▸ **What needs to be done**
Can you pull every line from the rows below and reproduce it word for word, leaving the pictures out of your answer?

** START OF Stored records **

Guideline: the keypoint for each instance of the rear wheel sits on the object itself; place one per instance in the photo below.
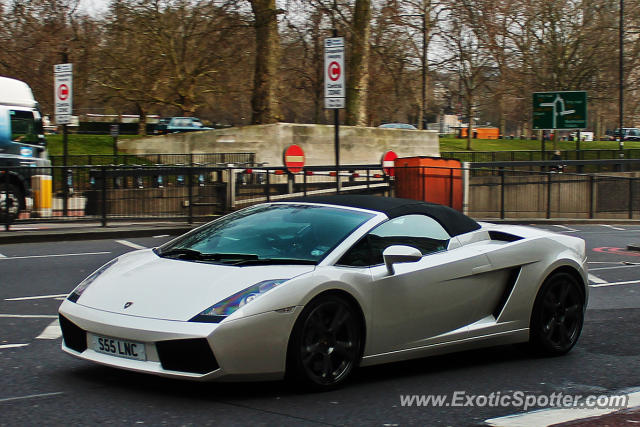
(558, 315)
(325, 344)
(11, 201)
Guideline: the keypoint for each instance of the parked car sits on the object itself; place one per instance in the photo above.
(314, 287)
(628, 134)
(179, 124)
(397, 126)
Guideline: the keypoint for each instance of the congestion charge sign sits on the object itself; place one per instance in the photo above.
(334, 81)
(294, 158)
(63, 92)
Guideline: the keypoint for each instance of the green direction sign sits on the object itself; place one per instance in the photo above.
(560, 110)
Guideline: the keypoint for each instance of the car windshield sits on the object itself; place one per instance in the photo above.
(268, 234)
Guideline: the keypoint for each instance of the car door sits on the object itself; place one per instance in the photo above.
(425, 302)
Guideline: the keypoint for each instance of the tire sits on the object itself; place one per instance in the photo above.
(12, 195)
(325, 345)
(558, 316)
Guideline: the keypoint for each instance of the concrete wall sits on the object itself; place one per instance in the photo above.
(358, 145)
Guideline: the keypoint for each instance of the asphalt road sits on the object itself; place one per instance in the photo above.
(41, 385)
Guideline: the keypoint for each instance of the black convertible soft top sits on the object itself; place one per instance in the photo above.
(453, 221)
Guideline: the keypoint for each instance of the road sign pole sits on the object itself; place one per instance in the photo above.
(336, 138)
(65, 155)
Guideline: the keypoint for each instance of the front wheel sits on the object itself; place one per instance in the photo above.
(11, 201)
(325, 345)
(558, 315)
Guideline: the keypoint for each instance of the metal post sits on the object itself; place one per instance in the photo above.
(631, 179)
(304, 182)
(190, 192)
(103, 170)
(501, 171)
(423, 107)
(451, 187)
(7, 220)
(591, 195)
(65, 159)
(549, 195)
(268, 186)
(336, 123)
(621, 77)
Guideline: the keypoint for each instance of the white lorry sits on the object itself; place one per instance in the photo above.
(22, 146)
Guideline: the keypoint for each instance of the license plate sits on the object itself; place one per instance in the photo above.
(119, 348)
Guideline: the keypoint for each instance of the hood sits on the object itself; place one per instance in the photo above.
(171, 289)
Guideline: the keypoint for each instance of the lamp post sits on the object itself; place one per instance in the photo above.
(423, 102)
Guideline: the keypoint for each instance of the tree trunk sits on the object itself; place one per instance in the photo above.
(264, 101)
(470, 119)
(358, 72)
(142, 122)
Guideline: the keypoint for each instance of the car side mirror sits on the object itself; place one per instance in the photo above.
(400, 253)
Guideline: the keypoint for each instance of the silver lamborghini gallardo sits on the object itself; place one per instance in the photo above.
(315, 287)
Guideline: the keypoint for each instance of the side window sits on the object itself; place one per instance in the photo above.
(419, 231)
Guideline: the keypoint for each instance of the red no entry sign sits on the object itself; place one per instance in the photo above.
(388, 163)
(294, 158)
(63, 92)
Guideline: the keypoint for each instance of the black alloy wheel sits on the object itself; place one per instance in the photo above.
(558, 315)
(326, 343)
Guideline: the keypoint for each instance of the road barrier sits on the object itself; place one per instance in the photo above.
(201, 193)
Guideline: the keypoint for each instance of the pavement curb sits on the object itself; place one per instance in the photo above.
(93, 233)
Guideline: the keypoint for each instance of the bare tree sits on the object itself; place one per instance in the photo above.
(264, 101)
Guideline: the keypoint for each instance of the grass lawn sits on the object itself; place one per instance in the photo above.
(83, 144)
(455, 144)
(96, 145)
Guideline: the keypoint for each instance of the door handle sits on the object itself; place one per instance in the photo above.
(481, 269)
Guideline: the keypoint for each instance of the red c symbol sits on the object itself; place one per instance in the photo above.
(63, 92)
(334, 71)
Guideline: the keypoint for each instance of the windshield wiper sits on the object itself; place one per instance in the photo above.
(276, 261)
(183, 253)
(192, 254)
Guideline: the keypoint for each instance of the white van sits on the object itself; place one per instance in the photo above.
(22, 145)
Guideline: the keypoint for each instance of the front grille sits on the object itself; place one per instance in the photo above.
(190, 355)
(74, 337)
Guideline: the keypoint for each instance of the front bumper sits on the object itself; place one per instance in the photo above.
(248, 348)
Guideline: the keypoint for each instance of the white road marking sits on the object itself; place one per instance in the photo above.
(612, 227)
(12, 346)
(55, 255)
(596, 279)
(51, 332)
(24, 228)
(31, 396)
(546, 417)
(56, 296)
(614, 267)
(29, 316)
(130, 244)
(630, 282)
(564, 227)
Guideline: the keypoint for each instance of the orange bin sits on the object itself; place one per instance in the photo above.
(431, 179)
(481, 133)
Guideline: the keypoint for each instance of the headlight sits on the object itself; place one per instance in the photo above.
(75, 294)
(216, 313)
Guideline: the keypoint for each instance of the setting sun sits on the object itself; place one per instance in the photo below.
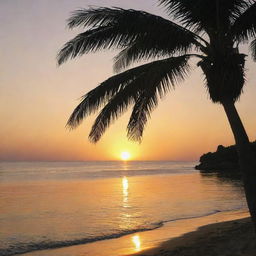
(125, 156)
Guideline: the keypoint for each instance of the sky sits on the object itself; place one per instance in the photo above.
(37, 96)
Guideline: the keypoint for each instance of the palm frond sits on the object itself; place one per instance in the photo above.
(244, 26)
(112, 28)
(145, 49)
(100, 95)
(205, 14)
(253, 49)
(157, 76)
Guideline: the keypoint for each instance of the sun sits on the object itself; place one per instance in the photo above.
(125, 155)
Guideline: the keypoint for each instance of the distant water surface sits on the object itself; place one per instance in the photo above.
(54, 204)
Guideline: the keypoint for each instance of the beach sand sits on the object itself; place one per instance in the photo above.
(221, 234)
(232, 238)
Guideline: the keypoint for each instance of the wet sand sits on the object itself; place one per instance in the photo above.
(205, 238)
(232, 238)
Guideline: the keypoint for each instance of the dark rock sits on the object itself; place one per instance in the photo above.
(225, 159)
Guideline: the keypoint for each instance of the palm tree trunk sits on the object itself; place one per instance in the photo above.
(246, 156)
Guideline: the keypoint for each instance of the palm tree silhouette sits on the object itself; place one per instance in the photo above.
(209, 30)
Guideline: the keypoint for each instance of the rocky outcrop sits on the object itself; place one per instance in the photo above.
(225, 159)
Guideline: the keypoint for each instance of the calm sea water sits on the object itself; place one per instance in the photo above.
(56, 204)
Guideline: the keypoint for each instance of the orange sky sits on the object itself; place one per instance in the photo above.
(36, 97)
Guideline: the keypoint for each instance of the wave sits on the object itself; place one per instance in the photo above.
(44, 245)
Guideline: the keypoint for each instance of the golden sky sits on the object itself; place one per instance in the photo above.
(37, 97)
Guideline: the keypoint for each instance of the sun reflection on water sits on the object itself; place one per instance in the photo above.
(125, 191)
(137, 243)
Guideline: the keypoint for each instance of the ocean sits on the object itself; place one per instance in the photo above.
(46, 205)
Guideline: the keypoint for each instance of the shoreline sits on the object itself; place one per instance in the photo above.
(236, 238)
(144, 242)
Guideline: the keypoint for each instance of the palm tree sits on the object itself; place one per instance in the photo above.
(209, 30)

** END OF Stored records **

▸ **Complete answer**
Guideline: the keypoint for each instance of the rear wheel sits on the object itself; place one per instance in the photo below.
(558, 315)
(325, 344)
(11, 201)
Guideline: the keypoint for each instance of the parked car sits on the object itself; place one per instance in the photo above.
(314, 287)
(628, 134)
(179, 124)
(397, 126)
Guideline: the keypoint for each instance of the congestion charge sign sits on the object itself; place one per instance in the photo above.
(334, 81)
(294, 158)
(63, 92)
Guideline: the keypoint for each instance of the green direction sign sits on the object itself; place one per instance in the photo above.
(560, 110)
Guideline: the keypoint for each instance of the car windshield sits on the object itself; place one per instance in the photo above.
(268, 234)
Guideline: the keypoint for each instance of the car door sits on the object itself; place one per instance in the photo above.
(425, 302)
Guideline: the keypoint for each instance of the tire sits on the object itself; place one per instance in the photo above.
(12, 195)
(325, 345)
(558, 316)
Guideline: the keypoint for each instance of the concrete wall sits on the object itself; place one per instance in the photo above.
(358, 145)
Guideline: the keypoint for each instance of the asphalt road sits on the object itself; place one per instance in the photo above.
(41, 385)
Guideline: the keypoint for each instance of the black convertible soft top sits on the object itself; place one per instance in the photo above.
(453, 221)
Guideline: the keypoint for each instance of the road sign pole sits on the object itself; place one per instance in the photo above.
(336, 138)
(65, 155)
Guideline: the keypoint for each instance of the front wheel sits on the object itself; place one per instance in the photo above.
(11, 201)
(325, 345)
(558, 315)
Guideline: the keypoint for each instance of the metal post sits on the object itself; place one per instance in the photo above.
(631, 179)
(304, 182)
(190, 192)
(103, 170)
(501, 171)
(423, 107)
(451, 187)
(7, 220)
(591, 195)
(65, 159)
(549, 195)
(268, 186)
(336, 123)
(621, 77)
Guideline: the keypoint for each instance of the white lorry sits on the object itself; place one per instance in the photo above.
(22, 146)
Guideline: the keypoint for each instance of the license plate sits on the object itself; place one per instance in the photo above.
(119, 348)
Guideline: the keypoint for each instance of the hood sits on the object itself; place one per instance in the photo above.
(171, 289)
Guideline: the keypoint for each instance of the lamp post sits on the object itself; place one per instance in the photo above.
(423, 102)
Guideline: the keypoint for each instance of the tree trunk sits on the object itself; place one per instance in the photo above.
(264, 101)
(470, 119)
(358, 72)
(142, 122)
Guideline: the keypoint for each instance of the car side mirror sits on the object itself; place one per instance in the photo above.
(400, 253)
Guideline: the keypoint for each instance of the silver lamborghini gallardo sits on the object itself; place one per instance in the photo above.
(315, 287)
Guideline: the keypoint for each instance of the side window sits on the object itself; place one per instance in the photo above.
(419, 231)
Guideline: the keypoint for each instance of the red no entry sign sits on the object itself; place one per instance in the photo above.
(388, 163)
(294, 158)
(63, 92)
Guideline: the keypoint for each instance of the black alloy wheel sits on the object itself; place one per instance in the photo above.
(558, 315)
(326, 343)
Guideline: the keypoint for each instance of the road barrier sits on the object itself; place one per instance in the photo above.
(201, 193)
Guideline: the keypoint for each instance of the pavement curb sits on the object itself; place one per instance in the photo above.
(93, 233)
Guideline: the keypoint for each instance of the bare tree sits on the object itself; place one per instance in the photo above.
(264, 101)
Guideline: the keypoint for each instance of the grass lawn sits on the object itself; place one per instance in the photo above.
(83, 144)
(455, 144)
(96, 145)
Guideline: the keypoint for each instance of the door handle sits on the object itself; place one per instance in the photo above.
(481, 269)
Guideline: the keypoint for each instance of the red c symbol sits on the object itself; place one per instance in the photo above.
(63, 92)
(334, 71)
Guideline: the keypoint for each instance of the windshield wiper sits on the object itself; place one per instance in the photo above.
(276, 261)
(183, 253)
(192, 254)
Guideline: the keypoint for each instance of the white van sits on the object itself; place one per instance in the photo above.
(22, 145)
Guideline: the keypoint for each instance of the front grille sits on the object itself; place one per instance in the photo above.
(190, 355)
(74, 337)
Guideline: the keypoint for each instance of the front bumper sits on the object itself; place one per instance in the photo above.
(248, 348)
Guideline: the keypoint for each instance of the white road marking sits on the object itself; place one per instance in the photo above.
(612, 227)
(12, 346)
(55, 255)
(596, 279)
(51, 332)
(24, 228)
(31, 396)
(546, 417)
(56, 296)
(614, 267)
(29, 316)
(130, 244)
(630, 282)
(564, 227)
Guideline: the keypoint for each instance of the orange bin sits on the object itself; place one per instance in the photo above.
(431, 179)
(481, 133)
Guideline: the keypoint for each instance of the headlight sits on the object itself; place one per instance in the photo above.
(75, 294)
(216, 313)
Guideline: the keypoint for each instance of the setting sun sits on the object itself; place one per instance in the photo below.
(125, 156)
Guideline: the keypoint for each instance of the sky sits on the object itself; place one per instance in the photo above.
(37, 96)
Guideline: the keypoint for each instance of the palm frond sits on the object itself; place one per instance in the photo above.
(244, 26)
(112, 28)
(145, 49)
(100, 95)
(205, 14)
(253, 49)
(157, 76)
Guideline: the keypoint for each instance of the sun sits on the object itself; place one per instance in the photo above.
(125, 155)
Guideline: the keypoint for each instance of the distant water surface sits on the object itself; place one per instance in the photo above.
(54, 204)
Guideline: the keypoint for each instance of the beach sand sits on the object itself; place one per instance in the photo above.
(221, 234)
(232, 238)
Guideline: the keypoint for each instance of the wet sand sits on the object itself; place one per instance in the photo above.
(205, 238)
(232, 238)
Guideline: the keypoint for each instance of the dark rock sits on the object itself; place one per instance in the photo above.
(225, 159)
Guideline: the keypoint for each instance of the palm tree trunk sits on the object itself; place one per instance in the photo above.
(246, 156)
Guideline: the keypoint for each instance of the palm tree silhouette sits on the object itself; place one per instance in the photo above.
(209, 30)
Guideline: the keypoint for each instance of the rocky outcrop sits on the object itself; place one per instance in the photo above.
(225, 159)
Guideline: the keypoint for each instance of the calm sea water sits on the object itself; place one per instance in the photo above.
(56, 204)
Guideline: the keypoint for each instance of the orange sky sits on the object itself; place one per instance in the photo above.
(36, 97)
Guideline: the keypoint for each instance of the wave sits on the object itself; place one per instance in the photo above.
(44, 245)
Guideline: the keypoint for each instance of the golden sky sits on the object itself; place one per instance in the photo above.
(37, 97)
Guideline: the keypoint for each instance of the sun reflection on water sits on the object itself; place one per instance in the photo above.
(125, 191)
(137, 243)
Guideline: the keypoint for each instance of the ocean sits on the object itself; place one per instance in the photo above.
(46, 205)
Guideline: the keypoint for each instance of the shoreline sits on the object itself; place one per instance in the photo above.
(236, 238)
(144, 242)
Guideline: the keypoint for each instance of the palm tree sits on the object itself; place one per instance in the photo above.
(209, 30)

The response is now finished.